## [RECORDS TO USE]
···

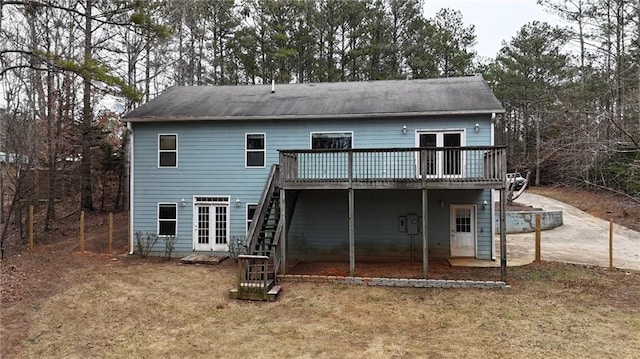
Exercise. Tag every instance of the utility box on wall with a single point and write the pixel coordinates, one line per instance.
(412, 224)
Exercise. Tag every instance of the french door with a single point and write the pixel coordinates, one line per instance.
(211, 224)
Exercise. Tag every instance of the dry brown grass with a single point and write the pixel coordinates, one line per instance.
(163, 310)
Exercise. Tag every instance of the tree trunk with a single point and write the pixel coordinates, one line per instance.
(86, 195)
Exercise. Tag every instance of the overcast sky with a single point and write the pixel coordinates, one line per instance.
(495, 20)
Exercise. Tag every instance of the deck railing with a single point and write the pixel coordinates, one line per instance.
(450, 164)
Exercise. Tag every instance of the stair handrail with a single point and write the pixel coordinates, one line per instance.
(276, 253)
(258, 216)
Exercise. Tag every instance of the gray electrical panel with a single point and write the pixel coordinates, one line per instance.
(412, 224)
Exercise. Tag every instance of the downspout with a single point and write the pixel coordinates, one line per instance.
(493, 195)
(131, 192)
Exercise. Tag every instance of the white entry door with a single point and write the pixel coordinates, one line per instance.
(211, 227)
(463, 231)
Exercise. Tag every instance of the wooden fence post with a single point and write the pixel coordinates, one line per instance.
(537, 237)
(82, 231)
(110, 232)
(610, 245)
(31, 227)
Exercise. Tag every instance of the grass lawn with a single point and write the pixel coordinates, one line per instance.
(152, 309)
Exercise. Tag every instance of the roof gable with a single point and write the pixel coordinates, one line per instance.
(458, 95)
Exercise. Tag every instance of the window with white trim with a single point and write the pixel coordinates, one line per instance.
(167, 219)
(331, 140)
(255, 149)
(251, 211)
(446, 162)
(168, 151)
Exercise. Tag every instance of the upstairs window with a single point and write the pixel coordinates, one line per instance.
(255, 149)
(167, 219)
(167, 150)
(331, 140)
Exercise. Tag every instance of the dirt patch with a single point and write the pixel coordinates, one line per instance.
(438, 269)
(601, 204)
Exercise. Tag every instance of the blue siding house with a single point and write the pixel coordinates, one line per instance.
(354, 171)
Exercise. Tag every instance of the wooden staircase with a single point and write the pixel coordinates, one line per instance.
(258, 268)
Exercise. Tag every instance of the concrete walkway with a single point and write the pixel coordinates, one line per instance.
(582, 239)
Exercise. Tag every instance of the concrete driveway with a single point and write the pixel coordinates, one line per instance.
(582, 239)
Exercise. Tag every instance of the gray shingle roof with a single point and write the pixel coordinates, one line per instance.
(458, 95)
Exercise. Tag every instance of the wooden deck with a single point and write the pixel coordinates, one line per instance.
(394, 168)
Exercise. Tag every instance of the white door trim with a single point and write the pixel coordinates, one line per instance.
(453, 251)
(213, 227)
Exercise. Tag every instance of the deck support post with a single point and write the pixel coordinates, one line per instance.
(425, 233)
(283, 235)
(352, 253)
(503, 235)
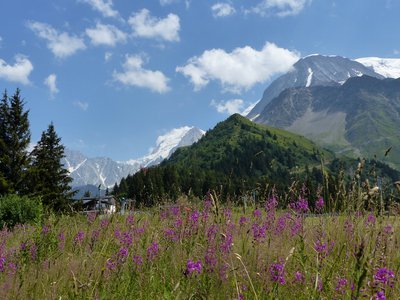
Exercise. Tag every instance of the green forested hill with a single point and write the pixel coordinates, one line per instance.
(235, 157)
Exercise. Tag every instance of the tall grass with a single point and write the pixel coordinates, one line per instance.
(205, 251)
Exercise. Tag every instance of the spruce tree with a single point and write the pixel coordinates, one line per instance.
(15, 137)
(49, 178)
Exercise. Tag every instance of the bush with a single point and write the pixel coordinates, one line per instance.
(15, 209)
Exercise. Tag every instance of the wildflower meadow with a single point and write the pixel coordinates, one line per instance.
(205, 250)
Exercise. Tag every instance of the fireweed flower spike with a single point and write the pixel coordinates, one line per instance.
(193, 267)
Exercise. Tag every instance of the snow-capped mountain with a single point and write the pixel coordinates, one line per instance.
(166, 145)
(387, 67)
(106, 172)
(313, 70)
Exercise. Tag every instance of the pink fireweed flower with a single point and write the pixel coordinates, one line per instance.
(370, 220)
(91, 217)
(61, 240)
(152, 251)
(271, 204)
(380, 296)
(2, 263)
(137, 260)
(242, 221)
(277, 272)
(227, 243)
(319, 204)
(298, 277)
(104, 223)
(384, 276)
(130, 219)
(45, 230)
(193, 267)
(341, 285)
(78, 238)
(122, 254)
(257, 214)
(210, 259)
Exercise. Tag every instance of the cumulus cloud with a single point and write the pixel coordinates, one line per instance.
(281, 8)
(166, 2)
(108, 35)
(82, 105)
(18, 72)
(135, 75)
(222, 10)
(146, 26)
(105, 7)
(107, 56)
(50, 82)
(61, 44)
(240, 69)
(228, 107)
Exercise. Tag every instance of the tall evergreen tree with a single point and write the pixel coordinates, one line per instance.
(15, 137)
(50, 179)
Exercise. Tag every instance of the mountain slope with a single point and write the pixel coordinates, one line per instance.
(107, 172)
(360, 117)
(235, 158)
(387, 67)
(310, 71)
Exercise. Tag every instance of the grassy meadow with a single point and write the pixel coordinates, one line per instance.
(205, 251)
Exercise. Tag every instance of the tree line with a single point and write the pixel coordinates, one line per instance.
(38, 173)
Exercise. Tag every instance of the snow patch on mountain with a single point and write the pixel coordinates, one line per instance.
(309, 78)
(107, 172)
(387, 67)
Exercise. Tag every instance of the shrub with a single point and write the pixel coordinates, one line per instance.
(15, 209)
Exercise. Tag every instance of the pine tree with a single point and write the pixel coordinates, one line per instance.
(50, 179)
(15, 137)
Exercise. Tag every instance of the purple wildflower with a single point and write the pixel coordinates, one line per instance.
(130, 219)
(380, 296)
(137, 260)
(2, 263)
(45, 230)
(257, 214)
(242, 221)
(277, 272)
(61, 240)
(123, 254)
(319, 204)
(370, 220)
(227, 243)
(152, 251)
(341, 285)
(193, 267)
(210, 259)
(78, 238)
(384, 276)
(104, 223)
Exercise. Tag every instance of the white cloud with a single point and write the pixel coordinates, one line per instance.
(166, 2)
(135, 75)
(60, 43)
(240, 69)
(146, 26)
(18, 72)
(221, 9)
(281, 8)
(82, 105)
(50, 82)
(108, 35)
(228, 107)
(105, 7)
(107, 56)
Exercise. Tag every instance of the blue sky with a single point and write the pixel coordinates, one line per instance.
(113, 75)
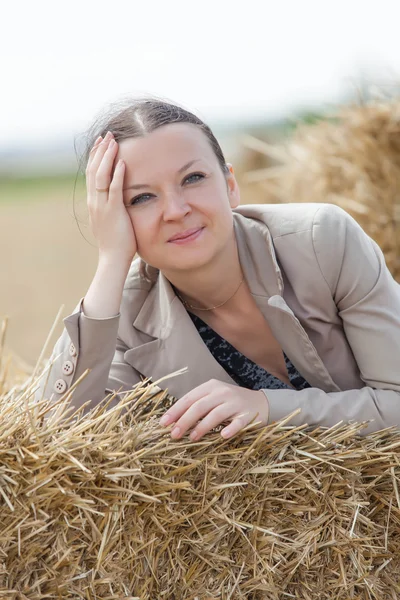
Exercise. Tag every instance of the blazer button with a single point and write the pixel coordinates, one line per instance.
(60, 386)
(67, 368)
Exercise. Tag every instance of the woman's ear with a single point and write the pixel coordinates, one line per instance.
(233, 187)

···

## [INSTRUCTIONS TO FOLLOW]
Print all the records again exactly; do not include any picture.

## [THE RESULT]
Exercise. Tag every instance of the utility box on wall with a single point and write the pixel coordinates, one line per instance.
(412, 224)
Exercise. Tag every instance of the french door with a single point and write the pixel coordinates, one line per instance.
(211, 224)
Exercise. Tag every instance of the dry brown grass with a single point and write the pixel coordinates, one line per instance.
(163, 310)
Exercise. Tag every instance of the tree trunk with a single point and write the pixel coordinates, one line per instance.
(86, 195)
Exercise. Tag every instance of the overcast sky with a single point and write the pixel coordinates, one line per instance.
(495, 20)
Exercise. Tag every instance of the deck railing with a single point and write the pixel coordinates, one line per instance.
(450, 164)
Exercise. Tag every instance of the stair handrail with a single point and write the pixel coordinates, one line per instance.
(276, 253)
(258, 216)
Exercise. Tag every instance of the gray electrical panel with a single point and write the pixel coordinates, one line per instance.
(412, 224)
Exercise. Tag every instance of the downspout with a single point and write the pixel coordinates, one line per instance.
(493, 195)
(131, 192)
Exercise. Tag every instance of the white entry door with a single point and write the pixel coordinates, one line per instance.
(211, 227)
(463, 231)
Exercise. Tag every instance of the wooden fence post with a single point and write the pixel coordinates, one line per instance.
(537, 237)
(82, 231)
(110, 232)
(610, 245)
(31, 227)
Exercise. Tag every instance of the grass lawn with a single point and write the pixel coordinates, one line per instance.
(152, 309)
Exercise. Tag every instance of the roof gable with a single point and write the pixel coordinates, one line per instance.
(458, 95)
Exercise. Tag every instance of the window with white trim with a single point and write the pixel coordinates, one line per instance.
(167, 219)
(331, 140)
(255, 149)
(251, 211)
(446, 162)
(168, 151)
Exercise. Tag every instance of the upstairs window with a single point and write the pixel coordinates, one line per instance.
(255, 149)
(167, 219)
(167, 150)
(331, 140)
Exercise. Tag every instance of the dirt patch with a single point and write the pixel coordinates, one line per instance.
(438, 269)
(601, 204)
Exercise. Tag every instance of the blue siding house with a single point and write the pixel coordinates, one line per instance.
(354, 171)
Exercise. Tag every instance of the wooden staircase with a single point and write the pixel coordinates, one line per instance.
(258, 268)
Exercise. Tag every instance of the concrete walkway with a single point and write the pixel coordinates, one line per instance.
(582, 239)
Exercise. Tag every instance of the concrete driveway with a single point and write the pixel coordinates, one line per instance.
(582, 239)
Exercise. Tag every instance of the gray shingle roof with a single point and write the pixel coordinates, one line per instance.
(458, 95)
Exercise. Tag every instance of the wooden deck with a single point and write the pixel coordinates, one line per instance.
(394, 168)
Exercise. Tag every instance of the white door trim with a single point and write the pixel coordinates, one line per instance.
(453, 251)
(213, 227)
Exercise. Tag every instance of the deck support post with a single point and write the pixel coordinates, one line per instance.
(425, 233)
(283, 235)
(352, 253)
(503, 235)
Exercise. Tag every instance of the green forested hill with a single point and write the pixel coordinates, one line per instance.
(235, 157)
Exercise. Tag every instance of the tall grass with a single point and write the pixel coordinates, one line per instance.
(205, 251)
Exercise. Tag every instance of the spruce tree with a single point and write the pixel coordinates, one line per instance.
(15, 137)
(49, 178)
Exercise. Tag every instance of the bush with a single point and write the pixel coordinates, one line per instance.
(15, 209)
Exercise. Tag every instance of the wildflower meadow with a single point and write the pixel coordinates, one line per instance.
(205, 250)
Exercise. Tag every instance of the fireweed flower spike with a single point and write the pixel coordinates, one line per instance.
(193, 267)
Exercise. Tag every instance of the snow-capped mountain with a single point and write the pixel coordinates, one line per instance.
(166, 145)
(387, 67)
(106, 172)
(313, 70)
Exercise. Tag every instance of the pink fireweed flower with a single point and write the pixel coordinates, one line per instance.
(370, 220)
(91, 217)
(61, 240)
(152, 251)
(271, 204)
(380, 296)
(2, 263)
(137, 260)
(242, 221)
(277, 272)
(227, 243)
(319, 204)
(298, 277)
(104, 223)
(384, 276)
(130, 219)
(45, 230)
(193, 267)
(341, 285)
(78, 238)
(122, 254)
(257, 214)
(210, 259)
Exercise. Tag every instance of the cumulus cloud with a single point and write the pixel coordinates, one line per instance.
(281, 8)
(166, 2)
(108, 35)
(82, 105)
(18, 72)
(135, 75)
(222, 10)
(146, 26)
(105, 7)
(107, 56)
(50, 82)
(61, 44)
(240, 69)
(228, 107)
Exercise. Tag every instance of the tall evergreen tree with a single point and write the pixel coordinates, one line per instance.
(15, 137)
(50, 179)
Exercise. Tag every instance of the mountain slope with a single point and write the pixel coordinates, one line per instance.
(107, 172)
(360, 117)
(235, 158)
(387, 67)
(310, 71)
Exercise. Tag every instance of the grassy meadow with a single point and write the pixel coordinates, one line per instance.
(205, 251)
Exercise. Tag every instance of the tree line with a single point and write the pixel coordinates, one line per instance.
(38, 173)
Exercise. Tag every instance of the snow patch on mountain with a single point and write the pixel coordinates, one line per instance.
(309, 78)
(107, 172)
(387, 67)
Exercise. Tag every instance of the shrub with a single point and write the pixel coordinates, one line per instance.
(15, 209)
Exercise. Tag every instance of the pine tree with a single point and write the pixel coordinates, one line per instance.
(50, 179)
(15, 137)
Exercise. Tag every instance of the purple wildflower with a single point and write the pixel coordinates, one line per instance.
(130, 219)
(380, 296)
(137, 260)
(2, 263)
(45, 230)
(257, 214)
(242, 221)
(277, 272)
(61, 240)
(123, 254)
(319, 204)
(370, 220)
(227, 243)
(152, 251)
(341, 285)
(193, 267)
(210, 259)
(78, 238)
(384, 276)
(104, 223)
Exercise. Tag every instance of the white cloud with a single point and write the pixel coordinates, one line per instance.
(166, 2)
(135, 75)
(60, 43)
(240, 69)
(146, 26)
(18, 72)
(221, 9)
(281, 8)
(82, 105)
(50, 82)
(108, 35)
(228, 107)
(105, 7)
(107, 56)
Exercise. Tag every instance of the blue sky with a single point and write the pixel coordinates, one line per instance.
(113, 75)
Exercise. Tag every instance of the blazer button with a single point and write the pixel coordinates, one line per instance.
(60, 386)
(67, 368)
Exercise. Tag every instance of the woman's ear with a single point and write the pixel coordinates, one line per instance.
(233, 187)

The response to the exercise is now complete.